### What is asked
Could you copy all of the items below word for word, leaving the pictures out of your answer?

### Stored rows
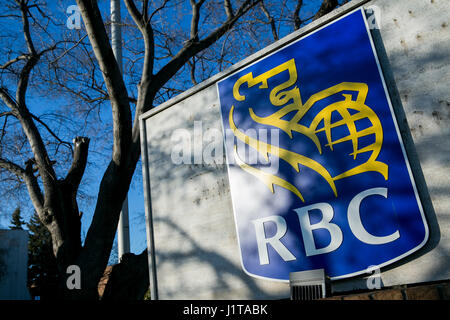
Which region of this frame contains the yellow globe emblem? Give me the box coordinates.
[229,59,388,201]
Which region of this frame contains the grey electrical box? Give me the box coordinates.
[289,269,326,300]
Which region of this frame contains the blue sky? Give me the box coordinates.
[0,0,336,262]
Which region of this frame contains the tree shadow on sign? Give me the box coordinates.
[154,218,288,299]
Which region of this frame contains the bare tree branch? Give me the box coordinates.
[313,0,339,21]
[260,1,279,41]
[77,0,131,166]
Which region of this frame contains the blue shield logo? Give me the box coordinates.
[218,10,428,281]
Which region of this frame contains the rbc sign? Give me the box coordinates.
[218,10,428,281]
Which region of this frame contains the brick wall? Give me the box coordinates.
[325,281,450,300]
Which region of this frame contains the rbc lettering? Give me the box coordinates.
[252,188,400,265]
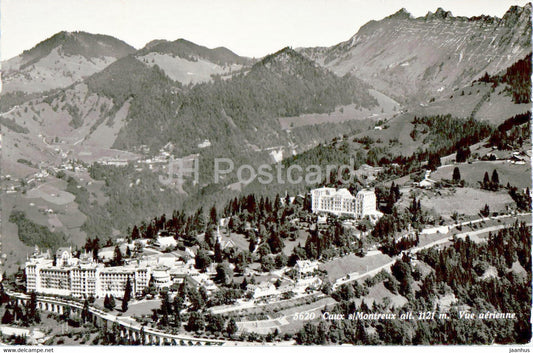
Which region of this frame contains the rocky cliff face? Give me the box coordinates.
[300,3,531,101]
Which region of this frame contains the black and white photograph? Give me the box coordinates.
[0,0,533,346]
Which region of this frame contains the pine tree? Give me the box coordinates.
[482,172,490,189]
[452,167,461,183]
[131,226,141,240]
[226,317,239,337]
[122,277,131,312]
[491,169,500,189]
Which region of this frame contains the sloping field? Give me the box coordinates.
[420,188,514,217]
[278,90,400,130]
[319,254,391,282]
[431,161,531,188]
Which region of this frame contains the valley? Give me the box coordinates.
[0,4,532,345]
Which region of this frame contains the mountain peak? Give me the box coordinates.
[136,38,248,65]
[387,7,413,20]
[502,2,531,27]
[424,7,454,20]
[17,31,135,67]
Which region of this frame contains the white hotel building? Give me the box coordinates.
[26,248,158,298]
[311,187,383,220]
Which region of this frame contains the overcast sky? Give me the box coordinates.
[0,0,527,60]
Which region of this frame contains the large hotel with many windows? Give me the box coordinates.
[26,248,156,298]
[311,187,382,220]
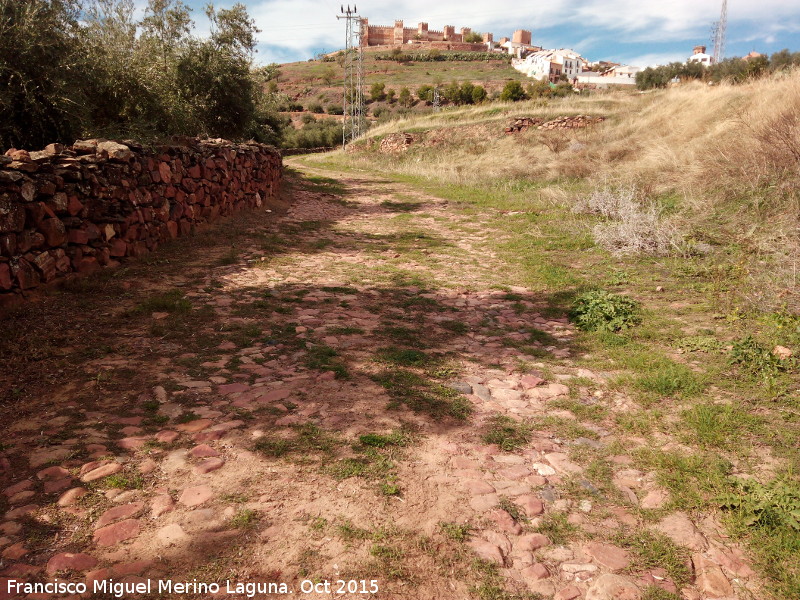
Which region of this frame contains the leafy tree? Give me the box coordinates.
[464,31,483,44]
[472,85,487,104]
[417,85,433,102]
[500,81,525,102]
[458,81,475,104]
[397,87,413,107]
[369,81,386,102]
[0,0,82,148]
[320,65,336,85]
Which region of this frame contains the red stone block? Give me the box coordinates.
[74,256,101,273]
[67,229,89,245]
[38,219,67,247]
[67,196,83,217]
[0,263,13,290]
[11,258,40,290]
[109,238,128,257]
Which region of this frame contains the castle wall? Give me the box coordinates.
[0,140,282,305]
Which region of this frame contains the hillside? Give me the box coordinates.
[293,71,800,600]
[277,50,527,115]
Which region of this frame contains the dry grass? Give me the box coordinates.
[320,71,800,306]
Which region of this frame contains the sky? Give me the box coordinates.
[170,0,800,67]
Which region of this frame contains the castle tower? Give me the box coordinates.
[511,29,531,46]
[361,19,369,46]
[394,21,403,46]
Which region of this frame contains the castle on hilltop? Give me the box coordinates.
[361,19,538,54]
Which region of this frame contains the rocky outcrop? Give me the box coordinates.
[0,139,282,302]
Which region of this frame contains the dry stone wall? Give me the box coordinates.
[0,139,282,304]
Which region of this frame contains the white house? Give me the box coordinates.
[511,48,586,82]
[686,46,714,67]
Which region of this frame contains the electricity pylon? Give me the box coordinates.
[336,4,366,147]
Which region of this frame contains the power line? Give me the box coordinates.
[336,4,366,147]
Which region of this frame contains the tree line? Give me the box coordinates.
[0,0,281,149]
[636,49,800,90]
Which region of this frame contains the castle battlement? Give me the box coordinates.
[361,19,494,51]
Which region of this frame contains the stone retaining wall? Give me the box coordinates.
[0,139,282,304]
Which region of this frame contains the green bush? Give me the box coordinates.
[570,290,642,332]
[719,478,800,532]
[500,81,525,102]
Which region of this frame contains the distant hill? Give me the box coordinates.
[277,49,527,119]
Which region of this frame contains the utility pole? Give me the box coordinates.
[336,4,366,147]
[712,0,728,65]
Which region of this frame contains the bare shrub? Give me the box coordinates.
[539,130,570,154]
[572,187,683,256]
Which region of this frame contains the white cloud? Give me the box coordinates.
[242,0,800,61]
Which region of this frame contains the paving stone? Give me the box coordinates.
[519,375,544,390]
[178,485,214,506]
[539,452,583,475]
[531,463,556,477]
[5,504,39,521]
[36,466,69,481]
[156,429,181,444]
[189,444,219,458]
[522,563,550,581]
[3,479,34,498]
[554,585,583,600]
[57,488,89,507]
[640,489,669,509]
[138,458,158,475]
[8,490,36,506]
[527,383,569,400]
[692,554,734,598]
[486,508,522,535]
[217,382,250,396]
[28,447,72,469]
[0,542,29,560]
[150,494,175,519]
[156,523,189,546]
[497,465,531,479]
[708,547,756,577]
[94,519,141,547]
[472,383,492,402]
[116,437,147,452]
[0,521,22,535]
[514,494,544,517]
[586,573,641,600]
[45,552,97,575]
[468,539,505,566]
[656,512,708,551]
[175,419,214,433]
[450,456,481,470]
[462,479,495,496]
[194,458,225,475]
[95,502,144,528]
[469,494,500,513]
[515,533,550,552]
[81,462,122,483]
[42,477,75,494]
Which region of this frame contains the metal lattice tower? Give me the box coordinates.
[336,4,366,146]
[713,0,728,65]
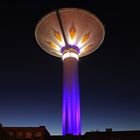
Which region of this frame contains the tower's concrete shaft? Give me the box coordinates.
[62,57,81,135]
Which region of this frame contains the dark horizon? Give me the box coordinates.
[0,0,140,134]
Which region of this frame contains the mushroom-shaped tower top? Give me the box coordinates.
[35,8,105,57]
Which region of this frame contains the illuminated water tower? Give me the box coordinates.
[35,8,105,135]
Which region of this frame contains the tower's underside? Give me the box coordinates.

### Response
Which region of this frame contains the yellow globe emblem? Give me the box coordinates.
[229,59,388,201]
Which region of this frame contains the grey electrical box? Give me the box coordinates.
[289,269,326,300]
Which region of this frame contains the blue sky? Give me the box coordinates.
[0,0,336,262]
Which region of this frame contains the tree shadow on sign? Give me the box coordinates.
[154,218,288,299]
Which region of this frame contains the bare tree branch? Give me the box coordinates.
[313,0,339,21]
[260,1,279,41]
[77,0,131,166]
Which region of this frame contains the blue shield logo? Give me the box coordinates.
[218,10,428,281]
Which region of this frame contains the rbc sign? Give me the box coordinates.
[218,10,428,281]
Which region of this frame contains the brick wall? Give me the box coordinates.
[325,281,450,300]
Which region of this frame contains the rbc lettering? Give me the box coordinates.
[252,188,400,265]
Which region of this frame contains the rocky cliff face? Give me the box coordinates.
[300,3,531,101]
Which region of this frame contains the black and white photograph? Give me the box coordinates.
[0,0,533,346]
Which region of this frame contains the pine tree? Give me the box coordinates.
[482,172,490,189]
[452,167,461,183]
[131,226,141,240]
[226,317,239,337]
[122,277,131,312]
[491,169,500,189]
Which region of this frame contains the sloping field? Give me the box coordinates.
[420,188,514,217]
[278,90,400,130]
[319,254,391,282]
[431,161,531,188]
Which region of this frame contains the valley? Give me the box coordinates.
[0,4,532,345]
Which region of this frame contains the mountain peak? Give me the box coordinates.
[136,38,248,65]
[387,7,413,20]
[502,2,531,27]
[424,7,454,20]
[17,31,135,67]
Which region of this frame contains the white hotel building? Give me the box coordinates.
[26,248,158,298]
[311,187,383,220]
Which region of this frame contains the overcast sky? Give me the box coordinates.
[0,0,527,60]
Which region of this frame contains the large hotel with many windows? Give me the box coordinates.
[26,248,156,298]
[311,187,382,220]
Which region of this frame contains the leafy tree? Give me the box coordinates.
[464,31,483,44]
[472,85,487,104]
[417,85,433,102]
[500,81,525,102]
[458,81,475,104]
[397,87,413,107]
[369,81,386,102]
[0,0,82,148]
[320,65,336,85]
Which region of this frame contains the red stone block? Give me the box coordinates.
[74,256,101,273]
[67,229,89,245]
[38,219,67,247]
[67,196,83,217]
[0,263,13,290]
[11,258,40,290]
[109,238,128,257]
Which region of this frame contains the castle wall? Give me the box coordinates.
[0,140,282,305]
Which region of this frame contains the hillside? Give me the box coordinates.
[293,71,800,600]
[277,50,527,115]
Which region of this frame contains the dry grass? Give me the box coordinates.
[320,71,800,306]
Which region of this frame contains the sky? Give me the box coordinates.
[170,0,800,67]
Which region of this frame contains the castle tower? Give me the box coordinates.
[511,29,531,46]
[361,19,369,46]
[394,21,403,46]
Which region of this frame contains the castle on hilltop? Give me the box coordinates.
[361,19,538,54]
Which region of this frame contains the rocky outcrop? Give me the box coordinates.
[0,139,282,302]
Which region of this frame contains the dry stone wall? Give me the box coordinates.
[0,139,282,304]
Which region of this frame contains the white house? Give me the box coordinates.
[511,48,586,82]
[686,46,714,67]
Which region of this frame contains the electricity pylon? Give me the box coordinates.
[336,4,366,147]
Which region of this frame contains the power line? Give me the box coordinates.
[336,4,366,147]
Which region of this frame contains the tree line? Give me the box coordinates.
[0,0,281,149]
[636,49,800,90]
Which region of this frame contains the castle battlement? Give me the box coordinates.
[361,19,494,51]
Which region of this frame contains the stone retaining wall? Give me the box coordinates.
[0,139,282,304]
Which region of this frame contains the green bush? Give me the box coordinates.
[570,290,642,332]
[719,478,800,532]
[500,81,525,102]
Which region of this frame contains the distant hill? Give me the box coordinates.
[277,49,527,119]
Which region of this frame contains the utility pole? Give me the box coordinates.
[336,4,366,147]
[712,0,728,65]
Which region of this frame contains the bare shrub? Give me the box coordinates.
[539,130,570,154]
[572,187,683,256]
Which region of this frame contains the white cloud? Give me the box coordinates.
[242,0,800,61]
Which region of this frame contains the paving stone? Give me the box coordinates.
[519,375,544,390]
[178,485,214,506]
[539,452,583,475]
[531,463,556,477]
[5,504,39,521]
[36,466,69,481]
[156,429,181,444]
[189,444,219,458]
[522,563,550,581]
[3,479,34,498]
[554,585,583,600]
[57,488,89,507]
[640,489,669,509]
[138,458,158,475]
[8,490,36,506]
[527,383,569,400]
[692,554,734,598]
[486,508,522,535]
[217,382,250,396]
[28,447,72,469]
[0,542,29,560]
[150,494,175,519]
[156,523,189,546]
[497,465,531,479]
[708,547,756,577]
[94,519,141,547]
[472,383,492,402]
[116,437,147,452]
[0,521,22,535]
[514,494,544,517]
[586,573,641,600]
[45,552,97,575]
[468,539,505,566]
[656,512,708,551]
[175,419,214,433]
[450,456,481,470]
[462,479,495,496]
[194,458,225,475]
[95,502,144,528]
[469,494,500,513]
[515,533,550,552]
[81,462,122,483]
[42,477,75,494]
Which region of this frame contains the metal lattice tower? Give me the box coordinates.
[336,4,366,146]
[713,0,728,65]
Which region of this frame contains the tower's concrete shaft? Give me the box coordinates.
[62,57,81,135]
Which region of this frame contains the dark horizon? Give me the box coordinates.
[0,0,140,134]
Which region of this frame contains the mushroom-shaped tower top? Give me the box coordinates.
[35,8,105,57]
Which region of this frame contains the illuminated water tower? Give me the box coordinates.
[35,8,105,135]
Which region of this frame contains the tower's underside? Give me the box coordinates.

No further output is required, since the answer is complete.